» STATED TASK 1
Show every line of the entries that contains the string "brown", copying each one in full. Treat uppercase and lowercase as different.
* start SUPPLIED PASSAGE *
Private Participation in Coal Production- Current Status In the Economic Survey for 2013-2014, based on the demand and supply projections of the coal sector, and the current status of coal mining, three action points were suggested. Among these were permitting commercial coal mining by the private sector and the restructuring of CIL.
As CIL has an almost monopolistic hold over
coal production in India, controlling almost 85 per cent of the total coal production, the scope for private sector participation has been limited. Such participation is in the form of coal mining through allocation and development of captive coal blocks, contract mining through Mine Developer cum Operator (MDO) model and joint ventures for exploration with State governments/corporations that have been allocated coal blocks. These are briefly examined below.
1.Coal Allocations: Coal allocations under the provisions of the Coal Mines Nationalisation (Amendment) Act, 1976 (CMN Act) by the Central government to private entities has been a matter of controversy of late. The latest verdict of the Supreme Court pronounced on August 25, 2014 in the Writ Petition filed by Manohar Lal Sharma against the Central government states that such allocations were illegal being impermissible under the scheme of the CMN Act. The Supreme Court has held under the CMN Act, coal blocks can only be allocated to companies engaged in the production of iron & steel and generation of power, washing of coal obtained from mine or production of cement.
2.Joint Ventures (JVs): State-held companies which were allocated coal blocks entered into JVs with private entities wherein they held 51 per cent and the private entity held 49 per cent. The private entity would then be responsible for mining operations. These JVs would also enter into MDO agreements with either the private joint venture partner or their central concerns. The Supreme Court has held that allocation to the State government or corporations held by them were itself illegal and consequently these JVs.
3.MDO Model: Conceptually, the MDO model enshrines contract mining carried out by private entities for government entities that are entitled to mine allocations. By such an arrangement, private finance as well as technical knowhow and expertise are available for enhancing the producti¡vity of mining operations. There are certain variations in this arrangement:
As discussed above, in some cases, MDO agreements are executed between a JV where the contractor or a sister concern is a party. These kinds of arrangements have been criti¡cised by the Supreme Court as defeating the provisions of the CMN Act.
MDO agreements are entered by corporations that are allocated coal blocks with private entities to subcontract mining operations. Obligations relating to land acquisition, resettlement and rehabilitation of affected persons were imposed on private contractors.
The Supreme Court has in its decision mentioned that the coal allocation under the earlier regime was done on an ad-hoc, casual basis without transparency. The relevant authority had made the decisions without application of mind. The status of existing allocations under the older regime is currently unclear and a cause of widespread concern.
Public Private Partnership
In the context of the Supreme Court´s decision, whether the exploitation of coal on a PPP basis is permissible would also need further scrutiny.
The proposed structure of PPPs to grant private companies access to the mines contemplates CIL as a central agency. CIL, through a subsidiary would award PPP projects in coal mining. Such subsidiary would enter into JVs with private companies as an equity partner. The ownership and control of the mine would be retained by the government.
* end SUPPLIED PASSAGE *
* start DATA FOR THIS EXERCISE *
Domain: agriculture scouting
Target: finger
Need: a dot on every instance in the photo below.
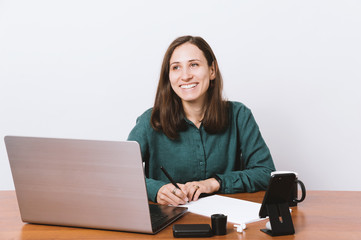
(196, 195)
(193, 190)
(166, 196)
(178, 196)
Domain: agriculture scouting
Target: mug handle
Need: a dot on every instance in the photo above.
(303, 189)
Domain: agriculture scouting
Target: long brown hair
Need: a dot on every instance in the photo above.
(168, 114)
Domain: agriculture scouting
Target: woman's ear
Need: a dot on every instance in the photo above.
(212, 71)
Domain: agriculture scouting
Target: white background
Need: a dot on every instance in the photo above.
(87, 69)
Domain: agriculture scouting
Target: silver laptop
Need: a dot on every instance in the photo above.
(84, 183)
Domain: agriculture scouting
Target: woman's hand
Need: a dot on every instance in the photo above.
(170, 195)
(194, 189)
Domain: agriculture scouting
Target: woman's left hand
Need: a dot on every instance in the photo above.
(195, 188)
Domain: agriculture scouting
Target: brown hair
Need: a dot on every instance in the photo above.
(168, 114)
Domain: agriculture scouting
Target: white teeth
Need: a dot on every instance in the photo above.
(189, 85)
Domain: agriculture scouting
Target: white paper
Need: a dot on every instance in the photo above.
(237, 211)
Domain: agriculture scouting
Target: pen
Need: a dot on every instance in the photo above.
(169, 177)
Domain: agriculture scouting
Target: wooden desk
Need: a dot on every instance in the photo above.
(323, 215)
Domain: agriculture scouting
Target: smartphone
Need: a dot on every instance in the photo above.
(278, 191)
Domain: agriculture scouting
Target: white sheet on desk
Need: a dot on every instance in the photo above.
(237, 211)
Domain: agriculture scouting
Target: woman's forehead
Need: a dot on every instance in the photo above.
(187, 52)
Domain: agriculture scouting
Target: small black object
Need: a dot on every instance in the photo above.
(275, 204)
(192, 230)
(219, 224)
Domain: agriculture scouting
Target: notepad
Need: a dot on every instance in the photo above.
(237, 211)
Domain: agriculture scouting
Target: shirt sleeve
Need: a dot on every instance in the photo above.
(256, 161)
(141, 134)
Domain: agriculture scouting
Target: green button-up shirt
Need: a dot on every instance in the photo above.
(238, 156)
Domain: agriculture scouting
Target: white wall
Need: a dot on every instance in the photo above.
(87, 69)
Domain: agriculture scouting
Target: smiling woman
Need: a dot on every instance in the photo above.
(206, 143)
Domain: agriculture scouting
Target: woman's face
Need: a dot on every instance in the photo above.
(189, 73)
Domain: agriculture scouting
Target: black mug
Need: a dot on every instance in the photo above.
(293, 198)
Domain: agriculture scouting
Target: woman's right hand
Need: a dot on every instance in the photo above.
(170, 195)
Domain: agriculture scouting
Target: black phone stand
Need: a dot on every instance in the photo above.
(280, 219)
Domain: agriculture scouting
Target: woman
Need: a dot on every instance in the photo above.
* end DATA FOR THIS EXERCISE *
» STATED TASK 2
In the passage on private participation in coal production, what share of India's total coal production does CIL control?

» REPLY 1
Target: long brown hair
Target: brown hair

» REPLY 2
Almost 85 percent of India's total coal production.